TEXTO DE ESTUDIO

"""

Sergio Sánchez-Pando

Gracias al halo mítico que la envuelve transcurrido casi un siglo desde su creación, Ulises, la obra de James Joyce, equivaldría para el lector de novelas a una prueba de madurez, algo parecido a lo que para un marino supone cruzar el Cabo de Hornos. Y es que en ella el escritor irlandés estiró como un chicle las posibilidades de la novela como transmisora de la experiencia humana, al modo de un ejército formado por un solo hombre que se hubiera propuesto ampliar el campo de batalla literario conquistando para la literatura toda una gama de posibilidades hasta entonces insospechadas. Habrá también quien encuentre desmesuradas semejantes alabanzas, pero no en vano nos hemos referido ya a Ulises en su calidad de mito.

La paradoja es que se trata de una novela edificada sobra la cotidianidad, que carece de trama más allá del transcurrir de un día con sus veinticuatro horas en la vida de un ciudadano normal y corriente. Lo que a su vez tiene un efecto desmitificador acerca de la condición humana, no en vano Joyce presenta el componente animal de las personas siempre a flor de piel y se detiene en esas pequeñas cosas que conforman la materia que aporta sentido a la existencia, dando lugar a una especie de épica de lo trivial en la que, sin embargo, se exhibe con naturalidad lo que un ser humano cualquiera opta por mantener oculto. Ello otorga a Ulises un componente irreverente y transgresor que no se ha disuelto por completo pese al paso del tiempo.

"""

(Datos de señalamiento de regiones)
"""

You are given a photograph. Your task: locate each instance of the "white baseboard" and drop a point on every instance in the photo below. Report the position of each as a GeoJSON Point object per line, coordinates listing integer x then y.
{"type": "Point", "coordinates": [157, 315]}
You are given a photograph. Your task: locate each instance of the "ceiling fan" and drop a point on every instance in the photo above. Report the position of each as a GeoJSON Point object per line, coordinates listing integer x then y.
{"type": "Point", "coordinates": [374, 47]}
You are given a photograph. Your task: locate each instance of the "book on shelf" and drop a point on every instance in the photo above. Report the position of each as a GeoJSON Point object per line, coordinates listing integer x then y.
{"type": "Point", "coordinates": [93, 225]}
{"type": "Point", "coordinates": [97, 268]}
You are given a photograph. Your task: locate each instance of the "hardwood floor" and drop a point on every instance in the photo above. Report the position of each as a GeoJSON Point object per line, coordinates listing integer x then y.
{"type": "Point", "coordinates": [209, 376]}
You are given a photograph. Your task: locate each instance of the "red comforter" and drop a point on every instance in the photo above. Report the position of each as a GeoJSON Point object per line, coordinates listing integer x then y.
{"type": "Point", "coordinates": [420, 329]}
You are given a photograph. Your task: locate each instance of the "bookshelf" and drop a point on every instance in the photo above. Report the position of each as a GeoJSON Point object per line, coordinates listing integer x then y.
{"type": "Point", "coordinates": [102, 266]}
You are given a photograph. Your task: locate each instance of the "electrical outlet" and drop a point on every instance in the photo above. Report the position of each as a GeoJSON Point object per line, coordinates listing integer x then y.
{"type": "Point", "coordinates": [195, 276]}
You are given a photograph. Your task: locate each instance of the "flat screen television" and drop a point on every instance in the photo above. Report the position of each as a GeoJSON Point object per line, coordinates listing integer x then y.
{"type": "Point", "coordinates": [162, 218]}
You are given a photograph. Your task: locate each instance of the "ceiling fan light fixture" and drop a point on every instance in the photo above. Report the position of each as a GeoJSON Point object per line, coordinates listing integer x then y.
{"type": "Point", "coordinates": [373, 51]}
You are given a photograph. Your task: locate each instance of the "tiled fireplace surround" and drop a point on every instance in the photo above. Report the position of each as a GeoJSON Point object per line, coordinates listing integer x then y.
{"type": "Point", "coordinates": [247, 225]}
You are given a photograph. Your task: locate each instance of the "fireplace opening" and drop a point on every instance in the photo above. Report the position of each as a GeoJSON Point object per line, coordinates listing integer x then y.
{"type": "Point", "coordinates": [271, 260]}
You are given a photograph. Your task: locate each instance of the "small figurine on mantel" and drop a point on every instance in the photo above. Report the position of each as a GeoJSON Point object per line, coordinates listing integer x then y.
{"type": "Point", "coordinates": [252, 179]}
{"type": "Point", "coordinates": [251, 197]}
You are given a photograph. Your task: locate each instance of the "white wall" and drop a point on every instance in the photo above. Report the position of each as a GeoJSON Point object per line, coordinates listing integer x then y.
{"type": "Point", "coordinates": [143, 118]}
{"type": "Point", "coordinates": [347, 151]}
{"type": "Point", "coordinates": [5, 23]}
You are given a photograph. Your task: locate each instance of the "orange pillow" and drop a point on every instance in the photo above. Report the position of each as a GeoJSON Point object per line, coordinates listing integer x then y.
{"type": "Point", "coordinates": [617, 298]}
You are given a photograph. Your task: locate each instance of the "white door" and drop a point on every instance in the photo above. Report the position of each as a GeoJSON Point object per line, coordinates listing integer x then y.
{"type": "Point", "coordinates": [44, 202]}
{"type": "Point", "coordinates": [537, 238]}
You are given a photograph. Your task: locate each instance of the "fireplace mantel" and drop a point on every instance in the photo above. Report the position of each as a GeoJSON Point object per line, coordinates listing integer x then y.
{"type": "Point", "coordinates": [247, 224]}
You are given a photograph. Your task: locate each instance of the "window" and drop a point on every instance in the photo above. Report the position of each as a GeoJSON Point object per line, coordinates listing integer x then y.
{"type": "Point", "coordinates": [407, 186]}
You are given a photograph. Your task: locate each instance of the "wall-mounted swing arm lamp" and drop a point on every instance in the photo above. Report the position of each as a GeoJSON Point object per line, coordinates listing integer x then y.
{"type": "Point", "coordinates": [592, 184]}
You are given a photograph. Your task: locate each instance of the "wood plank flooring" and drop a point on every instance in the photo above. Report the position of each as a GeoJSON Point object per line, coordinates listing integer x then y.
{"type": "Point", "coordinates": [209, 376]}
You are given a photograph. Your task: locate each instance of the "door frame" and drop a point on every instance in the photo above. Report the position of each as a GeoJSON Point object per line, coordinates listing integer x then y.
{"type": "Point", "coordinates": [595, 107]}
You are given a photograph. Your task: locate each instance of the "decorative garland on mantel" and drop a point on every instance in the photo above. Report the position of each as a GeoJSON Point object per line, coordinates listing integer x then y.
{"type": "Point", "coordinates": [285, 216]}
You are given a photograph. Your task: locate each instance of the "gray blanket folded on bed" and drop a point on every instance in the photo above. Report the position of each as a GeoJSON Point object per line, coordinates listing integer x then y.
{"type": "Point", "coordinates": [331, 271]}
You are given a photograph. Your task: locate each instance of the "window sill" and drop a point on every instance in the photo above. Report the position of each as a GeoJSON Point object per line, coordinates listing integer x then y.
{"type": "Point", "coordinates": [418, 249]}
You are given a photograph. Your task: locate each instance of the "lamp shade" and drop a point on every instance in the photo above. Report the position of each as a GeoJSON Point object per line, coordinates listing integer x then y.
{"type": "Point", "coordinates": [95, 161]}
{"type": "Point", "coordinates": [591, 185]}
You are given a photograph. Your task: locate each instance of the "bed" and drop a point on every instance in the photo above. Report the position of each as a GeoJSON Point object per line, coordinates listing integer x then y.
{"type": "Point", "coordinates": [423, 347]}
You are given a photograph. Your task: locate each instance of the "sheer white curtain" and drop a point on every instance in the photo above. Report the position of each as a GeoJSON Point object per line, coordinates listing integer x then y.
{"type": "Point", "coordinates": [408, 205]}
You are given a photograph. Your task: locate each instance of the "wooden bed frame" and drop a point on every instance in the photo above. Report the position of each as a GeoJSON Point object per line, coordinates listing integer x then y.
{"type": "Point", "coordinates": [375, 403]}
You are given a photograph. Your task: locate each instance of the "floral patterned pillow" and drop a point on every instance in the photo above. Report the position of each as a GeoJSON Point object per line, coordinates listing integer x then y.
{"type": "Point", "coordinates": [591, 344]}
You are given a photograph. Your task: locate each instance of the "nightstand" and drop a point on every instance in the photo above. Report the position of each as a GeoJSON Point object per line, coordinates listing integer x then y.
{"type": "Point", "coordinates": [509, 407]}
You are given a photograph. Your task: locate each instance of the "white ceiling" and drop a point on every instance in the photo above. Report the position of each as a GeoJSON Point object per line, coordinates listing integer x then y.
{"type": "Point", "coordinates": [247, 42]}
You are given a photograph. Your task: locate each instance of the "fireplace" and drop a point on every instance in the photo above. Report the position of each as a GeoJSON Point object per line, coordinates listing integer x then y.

"""

PRUÉBELO
Cite literalmente todo el pasaje del texto sobre Ulises que va desde «Gracias al halo» hasta «calidad de mito.». Las líneas no intervienen en absoluto en este ejercicio.

SOLUCIÓN PROPUESTA
Gracias al halo mítico que la envuelve transcurrido casi un siglo desde su creación, Ulises, la obra de James Joyce, equivaldría para el lector de novelas a una prueba de madurez, algo parecido a lo que para un marino supone cruzar el Cabo de Hornos. Y es que en ella el escritor irlandés estiró como un chicle las posibilidades de la novela como transmisora de la experiencia humana, al modo de un ejército formado por un solo hombre que se hubiera propuesto ampliar el campo de batalla literario conquistando para la literatura toda una gama de posibilidades hasta entonces insospechadas. Habrá también quien encuentre desmesuradas semejantes alabanzas, pero no en vano nos hemos referido ya a Ulises en su calidad de mito.